>>>>>

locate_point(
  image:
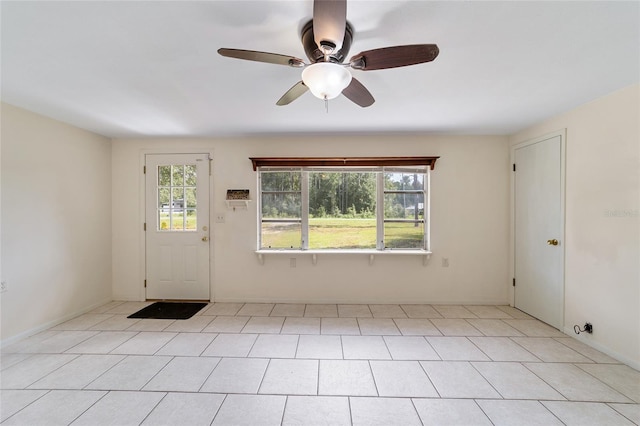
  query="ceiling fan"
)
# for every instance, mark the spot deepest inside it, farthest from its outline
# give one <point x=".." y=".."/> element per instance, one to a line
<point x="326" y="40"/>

<<<<<
>>>>>

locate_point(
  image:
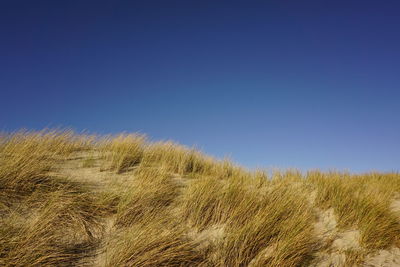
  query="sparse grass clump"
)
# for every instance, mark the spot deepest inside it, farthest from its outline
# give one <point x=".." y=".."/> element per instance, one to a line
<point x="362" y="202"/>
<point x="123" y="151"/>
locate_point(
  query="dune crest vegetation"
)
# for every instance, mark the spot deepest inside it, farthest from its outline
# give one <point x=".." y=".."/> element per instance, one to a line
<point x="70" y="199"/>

<<<<<
>>>>>

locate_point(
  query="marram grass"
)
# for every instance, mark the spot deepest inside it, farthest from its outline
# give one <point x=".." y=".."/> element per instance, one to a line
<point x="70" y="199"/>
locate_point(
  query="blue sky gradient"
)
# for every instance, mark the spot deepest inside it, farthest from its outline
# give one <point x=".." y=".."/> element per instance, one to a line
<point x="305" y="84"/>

<<<<<

* **Direction**: Pick out each line above that contains the string "query" and copy those lines.

* **Answer in full**:
  query="ceiling fan"
  query="sparse grass clump"
  query="dune crest vegetation"
  query="marram grass"
  query="blue sky gradient"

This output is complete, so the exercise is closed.